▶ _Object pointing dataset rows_
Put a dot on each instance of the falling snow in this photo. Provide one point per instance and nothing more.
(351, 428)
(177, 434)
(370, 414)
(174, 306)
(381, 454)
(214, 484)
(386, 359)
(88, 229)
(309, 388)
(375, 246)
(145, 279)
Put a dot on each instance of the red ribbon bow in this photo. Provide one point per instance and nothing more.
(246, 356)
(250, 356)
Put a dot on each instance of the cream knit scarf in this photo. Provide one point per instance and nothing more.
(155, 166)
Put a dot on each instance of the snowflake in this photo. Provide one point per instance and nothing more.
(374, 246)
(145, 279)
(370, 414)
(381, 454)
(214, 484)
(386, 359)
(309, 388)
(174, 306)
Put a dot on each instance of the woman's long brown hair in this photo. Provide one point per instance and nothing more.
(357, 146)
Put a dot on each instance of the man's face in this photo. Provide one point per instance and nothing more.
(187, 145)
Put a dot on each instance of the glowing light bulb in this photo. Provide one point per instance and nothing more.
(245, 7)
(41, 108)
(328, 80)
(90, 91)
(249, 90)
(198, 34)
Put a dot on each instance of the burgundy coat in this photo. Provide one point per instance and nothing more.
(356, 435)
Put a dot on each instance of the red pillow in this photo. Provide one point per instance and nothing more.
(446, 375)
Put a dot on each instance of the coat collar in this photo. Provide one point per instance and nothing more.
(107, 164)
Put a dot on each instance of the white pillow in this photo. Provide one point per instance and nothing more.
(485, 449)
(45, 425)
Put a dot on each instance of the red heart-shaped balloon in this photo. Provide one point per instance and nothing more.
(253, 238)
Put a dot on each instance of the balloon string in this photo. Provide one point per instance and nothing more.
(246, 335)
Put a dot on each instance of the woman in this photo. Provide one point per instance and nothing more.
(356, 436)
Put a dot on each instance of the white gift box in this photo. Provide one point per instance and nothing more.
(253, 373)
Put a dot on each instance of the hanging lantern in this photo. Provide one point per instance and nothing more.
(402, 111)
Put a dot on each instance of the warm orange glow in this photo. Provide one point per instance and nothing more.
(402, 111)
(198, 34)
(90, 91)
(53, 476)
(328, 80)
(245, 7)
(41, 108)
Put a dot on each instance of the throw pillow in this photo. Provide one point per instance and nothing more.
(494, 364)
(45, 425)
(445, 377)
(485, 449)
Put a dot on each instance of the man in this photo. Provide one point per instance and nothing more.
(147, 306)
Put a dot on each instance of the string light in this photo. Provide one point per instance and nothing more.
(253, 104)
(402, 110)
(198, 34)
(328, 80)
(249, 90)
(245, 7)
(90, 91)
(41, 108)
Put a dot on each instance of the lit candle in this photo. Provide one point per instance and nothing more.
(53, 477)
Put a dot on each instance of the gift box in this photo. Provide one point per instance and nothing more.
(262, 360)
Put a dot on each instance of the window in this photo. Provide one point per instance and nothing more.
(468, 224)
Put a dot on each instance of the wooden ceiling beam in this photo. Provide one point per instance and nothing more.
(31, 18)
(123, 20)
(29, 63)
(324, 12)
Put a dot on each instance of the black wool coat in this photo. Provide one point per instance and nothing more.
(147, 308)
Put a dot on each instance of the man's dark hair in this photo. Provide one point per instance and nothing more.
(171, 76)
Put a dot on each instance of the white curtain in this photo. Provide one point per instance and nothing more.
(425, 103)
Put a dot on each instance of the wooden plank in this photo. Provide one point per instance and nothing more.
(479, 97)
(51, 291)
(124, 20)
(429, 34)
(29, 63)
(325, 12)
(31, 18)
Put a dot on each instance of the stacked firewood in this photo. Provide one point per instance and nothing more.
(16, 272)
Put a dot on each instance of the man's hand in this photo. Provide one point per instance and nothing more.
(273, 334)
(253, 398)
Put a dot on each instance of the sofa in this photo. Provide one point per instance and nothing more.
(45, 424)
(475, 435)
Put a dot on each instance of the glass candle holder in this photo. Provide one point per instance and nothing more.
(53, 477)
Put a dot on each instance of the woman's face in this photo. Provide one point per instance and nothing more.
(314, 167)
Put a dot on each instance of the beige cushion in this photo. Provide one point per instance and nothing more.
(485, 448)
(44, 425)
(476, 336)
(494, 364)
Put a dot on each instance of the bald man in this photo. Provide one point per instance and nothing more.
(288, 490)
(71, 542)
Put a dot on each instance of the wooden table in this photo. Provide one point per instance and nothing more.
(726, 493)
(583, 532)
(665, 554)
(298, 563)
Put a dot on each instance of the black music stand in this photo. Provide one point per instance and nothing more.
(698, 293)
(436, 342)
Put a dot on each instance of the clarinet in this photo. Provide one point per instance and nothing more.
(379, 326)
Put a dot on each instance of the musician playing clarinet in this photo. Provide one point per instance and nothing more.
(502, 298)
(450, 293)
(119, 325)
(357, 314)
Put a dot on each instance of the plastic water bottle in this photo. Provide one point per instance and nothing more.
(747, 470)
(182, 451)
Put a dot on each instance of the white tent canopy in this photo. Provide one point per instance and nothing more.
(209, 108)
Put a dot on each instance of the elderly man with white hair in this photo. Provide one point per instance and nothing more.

▶ _The task_
Write down all the entries again without a single difference.

▶ _Finished exercise_
Put a dot on each instance of the falling snow in this photo. Provide one point per instance and nothing more.
(351, 428)
(177, 434)
(370, 414)
(174, 306)
(381, 454)
(214, 484)
(386, 359)
(88, 229)
(309, 388)
(375, 246)
(145, 279)
Put a dot on each instance of the red ribbon bow in this photo. Provide one point per instance and nothing more.
(246, 356)
(250, 356)
Put a dot on each instance of the cream knit scarf in this photo. Provide one point per instance and nothing more.
(155, 166)
Put a dot on each instance of the snowflake in this photo. Provide one point per instance and nothing more.
(374, 246)
(145, 279)
(370, 414)
(381, 454)
(214, 484)
(386, 359)
(309, 388)
(174, 306)
Put a dot on each instance of the woman's long brown hair in this photo. Provide one point per instance and nothing more.
(357, 146)
Put a dot on each instance of the man's face in this photo. Provide one point per instance and nothing more.
(187, 145)
Put a dot on each instance of the glowing light bulb in this photo. Provide one point per instance and nothing more.
(245, 7)
(41, 108)
(328, 80)
(90, 91)
(249, 90)
(198, 34)
Put a dot on each instance of the burgundy coat in this photo. Provide one point per instance and nothing more.
(356, 435)
Put a dot on each instance of the red pillow in this photo. Provide one point per instance and nothing more.
(446, 375)
Put a dot on each instance of the coat collar in this photo. Provide one point per instance and nothing more.
(107, 164)
Put a dot on each instance of the white pillow in this photo. Provide one point per instance and nothing more.
(485, 449)
(45, 425)
Put a dot on each instance of the red heart-shaped balloon in this photo. Provide one point per instance and nothing more.
(253, 238)
Put a dot on each instance of the balloon string in this photo. Provide one point per instance and nothing more.
(246, 335)
Put a dot on each instance of the woman in this photo. Provide one point per instance and nothing more.
(356, 436)
Put a dot on each instance of the white gift box in this photo. Provide one point per instance and nothing more.
(253, 373)
Put a dot on each instance of the hanging lantern in this photo. Provide one point per instance and nothing more.
(402, 111)
Put a dot on each instance of the warm orange glow in this photo. Provide one point per instance and nothing more.
(402, 111)
(198, 34)
(90, 91)
(53, 476)
(328, 80)
(245, 7)
(41, 108)
Put a dot on each instance of the throw pillow in this photo. Provide one point per instance and nothing more.
(494, 364)
(45, 425)
(445, 377)
(485, 449)
Put a dot on each instance of the man in this photo. Provide one point per instance and nothing more.
(147, 306)
Put a dot on each instance of the string light in this photo. Provide one point per instance and nothing more.
(253, 104)
(402, 110)
(198, 34)
(328, 80)
(249, 90)
(245, 7)
(90, 91)
(41, 108)
Put a dot on each instance of the lit candle in this photo. Provide one point per instance and nothing more.
(53, 477)
Put a dot on each instance of the gift box in this photo. Provide one point per instance and nothing more.
(262, 360)
Put a dot on each instance of the window in this photo. Provide one point per instance and nothing more.
(468, 224)
Put a dot on each instance of the wooden ceiling beam in this photo. Provide one point per instance and nothing more.
(31, 18)
(123, 20)
(29, 63)
(324, 12)
Put a dot on each instance of the black wool coat in this photo. Provide one point per instance and nothing more.
(147, 308)
Put a dot on each instance of the man's dark hair in this photo. Provide one point per instance and nothing more.
(171, 76)
Put a dot on each instance of the white curtain in this photo. Provide one point per instance and nothing more.
(425, 103)
Put a dot on each instance of the wooden plank in this photo. Provide one point per instance and nothing more.
(479, 97)
(51, 291)
(124, 20)
(429, 34)
(29, 63)
(325, 12)
(31, 18)
Put a dot on each instance of the stacked firewood in this photo. Provide one point per instance and nothing more.
(16, 272)
Put a dot on each instance of the man's hand in this photo. Provide one point per instance and nothing more.
(273, 334)
(253, 398)
Put a dot on each instance of the sofa in this photo. Provide one point per instance and nothing more.
(45, 424)
(475, 435)
Put a dot on each instance of the glass candle holder in this photo. Provide one point per instance and nothing more.
(53, 477)
Put a dot on each instance of the woman's face in this photo. Provide one point per instance and nothing more.
(314, 167)
Put a dot on each instance of the beige cushion in this photo. Provide one point per instance and nothing more.
(485, 448)
(44, 425)
(476, 336)
(494, 364)
Put a dot on each instance of the bald man in this photo. Provide one point per instance and nothing more.
(288, 490)
(71, 542)
Put a dot on each instance of the wooden table in this photo. Provide one point per instance and nothing more.
(726, 493)
(583, 532)
(665, 554)
(298, 563)
Put a dot on each instance of the black music stand in this photo. Provide one point per instance and nothing more.
(698, 293)
(436, 342)
Put a dot on each instance of the clarinet in this photo. Provide one point per instance and nothing more.
(379, 326)
Put a dot on each instance of the musician playing clarinet in this photo. Provide one point per instance and nothing more.
(502, 298)
(450, 293)
(119, 325)
(357, 314)
Put a dot on each instance of the plastic water bottle in this photo. Provide one point per instance and nothing more.
(747, 470)
(182, 451)
Put a dot on each instance of the white tent canopy in this photo. Provide one point per instance and nothing more.
(209, 108)
Put a dot on each instance of the elderly man with white hair in this photo. Provide one point per instance and nothing more.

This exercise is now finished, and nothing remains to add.